Problem.
Leaving the pictures aside, return all of the data below exactly.
[Extracted material Boundary: Start]
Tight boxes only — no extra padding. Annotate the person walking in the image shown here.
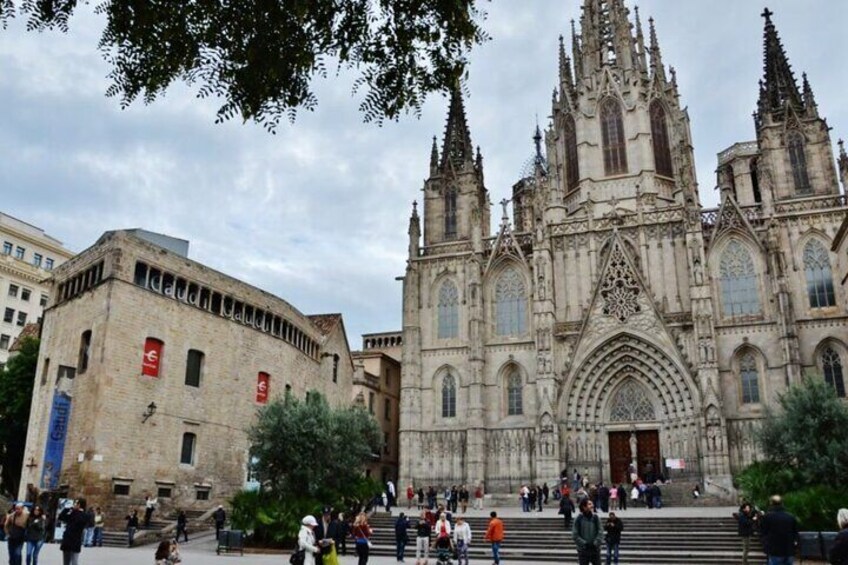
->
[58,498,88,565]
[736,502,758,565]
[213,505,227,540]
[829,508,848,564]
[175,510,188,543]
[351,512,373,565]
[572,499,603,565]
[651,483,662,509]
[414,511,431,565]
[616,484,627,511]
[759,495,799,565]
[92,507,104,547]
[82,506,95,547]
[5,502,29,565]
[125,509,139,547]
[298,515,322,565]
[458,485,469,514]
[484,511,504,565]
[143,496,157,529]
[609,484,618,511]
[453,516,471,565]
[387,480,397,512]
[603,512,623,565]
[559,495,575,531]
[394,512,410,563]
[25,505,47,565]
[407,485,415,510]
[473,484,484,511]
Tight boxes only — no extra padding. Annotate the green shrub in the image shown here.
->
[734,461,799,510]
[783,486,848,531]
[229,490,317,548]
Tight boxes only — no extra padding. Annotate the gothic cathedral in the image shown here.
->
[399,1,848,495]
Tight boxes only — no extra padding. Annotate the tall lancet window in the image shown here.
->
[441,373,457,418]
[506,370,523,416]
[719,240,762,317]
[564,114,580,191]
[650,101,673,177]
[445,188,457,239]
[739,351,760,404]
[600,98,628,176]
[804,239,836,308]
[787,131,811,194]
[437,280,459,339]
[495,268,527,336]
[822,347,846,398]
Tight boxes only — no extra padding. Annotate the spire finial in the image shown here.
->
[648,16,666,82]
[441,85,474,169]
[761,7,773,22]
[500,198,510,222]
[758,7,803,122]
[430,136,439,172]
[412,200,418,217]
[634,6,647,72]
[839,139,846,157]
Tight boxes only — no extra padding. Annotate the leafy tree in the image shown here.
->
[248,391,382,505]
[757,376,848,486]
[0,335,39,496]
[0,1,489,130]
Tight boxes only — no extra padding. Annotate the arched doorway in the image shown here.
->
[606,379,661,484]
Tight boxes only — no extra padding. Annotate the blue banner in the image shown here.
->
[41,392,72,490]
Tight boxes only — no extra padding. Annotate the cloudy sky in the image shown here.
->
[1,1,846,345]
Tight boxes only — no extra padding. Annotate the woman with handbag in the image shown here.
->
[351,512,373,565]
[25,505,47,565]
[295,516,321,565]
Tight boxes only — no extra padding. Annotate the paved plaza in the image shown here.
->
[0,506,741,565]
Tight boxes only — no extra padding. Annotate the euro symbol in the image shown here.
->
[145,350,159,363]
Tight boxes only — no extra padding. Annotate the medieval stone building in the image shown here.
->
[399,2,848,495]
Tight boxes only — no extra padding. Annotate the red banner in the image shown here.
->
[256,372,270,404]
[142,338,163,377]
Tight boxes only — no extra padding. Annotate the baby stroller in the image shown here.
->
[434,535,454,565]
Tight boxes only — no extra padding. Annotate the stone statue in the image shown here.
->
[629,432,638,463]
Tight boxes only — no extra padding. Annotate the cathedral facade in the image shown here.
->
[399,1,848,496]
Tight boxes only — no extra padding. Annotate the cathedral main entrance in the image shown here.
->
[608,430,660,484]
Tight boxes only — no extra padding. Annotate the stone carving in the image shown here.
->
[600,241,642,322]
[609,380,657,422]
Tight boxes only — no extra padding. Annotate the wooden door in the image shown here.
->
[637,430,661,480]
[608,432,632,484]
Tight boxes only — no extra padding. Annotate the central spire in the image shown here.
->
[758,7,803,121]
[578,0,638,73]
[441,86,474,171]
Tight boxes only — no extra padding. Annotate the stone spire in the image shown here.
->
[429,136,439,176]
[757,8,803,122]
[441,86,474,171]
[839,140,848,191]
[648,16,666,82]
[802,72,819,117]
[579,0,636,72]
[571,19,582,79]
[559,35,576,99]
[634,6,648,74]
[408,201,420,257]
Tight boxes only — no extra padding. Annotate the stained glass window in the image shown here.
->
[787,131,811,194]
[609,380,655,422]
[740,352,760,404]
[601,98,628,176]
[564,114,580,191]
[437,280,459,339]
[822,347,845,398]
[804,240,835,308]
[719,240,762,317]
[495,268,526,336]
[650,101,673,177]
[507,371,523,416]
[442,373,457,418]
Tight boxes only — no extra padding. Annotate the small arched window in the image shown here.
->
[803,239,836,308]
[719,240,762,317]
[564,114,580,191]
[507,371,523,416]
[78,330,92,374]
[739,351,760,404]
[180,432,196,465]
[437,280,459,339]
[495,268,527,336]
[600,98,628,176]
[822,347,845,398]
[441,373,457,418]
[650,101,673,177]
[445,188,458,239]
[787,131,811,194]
[Extracted material Boundary: End]
Completed exercise.
Tight boxes only — no extra padding. Annotate the person walking in the image shown here.
->
[58,498,88,565]
[736,502,758,565]
[213,505,227,540]
[829,508,848,564]
[175,510,188,543]
[351,512,373,565]
[572,499,603,565]
[651,483,662,509]
[414,511,431,565]
[616,484,627,511]
[759,495,799,565]
[92,507,104,547]
[82,506,95,547]
[5,502,29,565]
[125,509,139,547]
[298,515,322,565]
[458,485,469,514]
[484,511,504,565]
[143,496,157,529]
[609,484,618,511]
[453,516,471,565]
[387,480,397,512]
[603,512,623,565]
[559,495,575,531]
[394,512,410,563]
[25,505,47,565]
[407,485,415,510]
[473,484,484,511]
Tight boxes only — no extra padding. Annotate the green shrub in the image shown here.
->
[734,461,799,510]
[783,486,848,531]
[229,490,317,548]
Tight boxes only — no extra padding. Annotate the gothic cathedral in the image shown here.
->
[399,1,848,495]
Tight boxes only — no extra padding. Annotate the tall lancet window in the image shown here.
->
[441,373,457,418]
[506,370,523,416]
[719,240,762,317]
[564,114,580,191]
[650,101,673,177]
[445,188,457,239]
[739,351,760,404]
[600,98,628,176]
[804,239,836,308]
[787,131,811,194]
[437,280,459,339]
[495,268,527,336]
[822,347,846,398]
Tight boxes only — no extra padding. Annotate the spire finial in the image shown here.
->
[648,16,666,82]
[441,85,474,169]
[761,7,773,22]
[500,198,510,222]
[758,7,803,122]
[430,136,439,172]
[412,200,418,217]
[634,6,647,72]
[839,139,846,157]
Tight boxes only — no extra padding. Annotate the leafy tree in the image shown here.
->
[248,391,382,505]
[757,376,848,486]
[0,335,39,496]
[0,1,489,130]
Tight boxes only — no extra padding. Annotate the arched doorway in the image shown here.
->
[606,379,661,484]
Tight boxes only — no extra padding. Annotate the blue banner in the image shown here.
->
[41,392,72,490]
Tight boxes only — no extra padding. Annotate the cloudy sky in the image shown here.
->
[1,1,846,345]
Tight boxes only — no extra padding. Annotate the woman with handbag in the image shown here.
->
[351,512,373,565]
[25,505,47,565]
[295,516,321,565]
Tight boxes only — no extra padding. Annotate the paved plaza in the image shown here.
->
[0,506,741,565]
Tight boxes only — no extra padding. Annotate the euro symbol in the image shown here.
->
[145,350,159,363]
Tight boxes only — no extra padding. Annotate the medieval stone building in the image shown here.
->
[399,2,848,495]
Tight boxes only — no extra padding. Annotate the red banner in the image shown here.
->
[256,372,270,404]
[142,338,163,377]
Tight boxes only — no extra padding. Annotate the baby stroller in the image shown here.
->
[434,535,454,565]
Tight boxes only — no extra padding. Annotate the stone statue in the image shown here.
->
[629,432,638,463]
Tight boxes only — no extra padding. Annotate the cathedral facade in the image shown here.
->
[399,1,848,496]
Tight boxes only — no extra padding. Annotate the cathedral main entrance in the image shown here.
->
[608,430,660,484]
Tight boxes only — no extra padding. Annotate the stone carving in the image shown here.
->
[600,241,642,322]
[609,380,657,422]
Tight boxes only — no extra padding. Annotate the wooden door in the image shown here.
->
[637,430,661,480]
[608,432,632,484]
Tight boxes only — no extra padding. Annotate the central spire in the image shown here.
->
[758,7,803,121]
[578,0,638,73]
[441,86,474,171]
Tight boxes only — no extra padding. Annotate the stone spire in the image shown here.
->
[429,136,439,176]
[757,8,803,122]
[441,86,474,171]
[839,140,848,191]
[648,16,666,82]
[802,72,819,117]
[579,0,636,72]
[571,19,582,79]
[559,35,576,99]
[634,6,648,74]
[408,201,420,257]
Tight boxes only — no extra padding. Annotate the stained glass window in the image shown here.
->
[787,131,811,194]
[609,380,655,422]
[740,352,760,404]
[601,98,628,176]
[564,114,580,191]
[437,280,459,339]
[822,347,845,398]
[804,240,835,308]
[719,240,762,317]
[495,268,526,336]
[650,101,673,177]
[507,371,523,416]
[442,373,457,418]
Tight boxes only — no extra padding. Annotate the small arched window in the image shown here.
->
[803,239,836,308]
[719,240,762,317]
[564,114,580,191]
[507,371,523,416]
[78,330,92,374]
[739,351,760,404]
[180,432,196,465]
[437,280,459,339]
[495,268,527,336]
[600,98,628,176]
[822,347,845,398]
[441,373,457,418]
[650,101,673,177]
[445,188,458,239]
[787,131,811,194]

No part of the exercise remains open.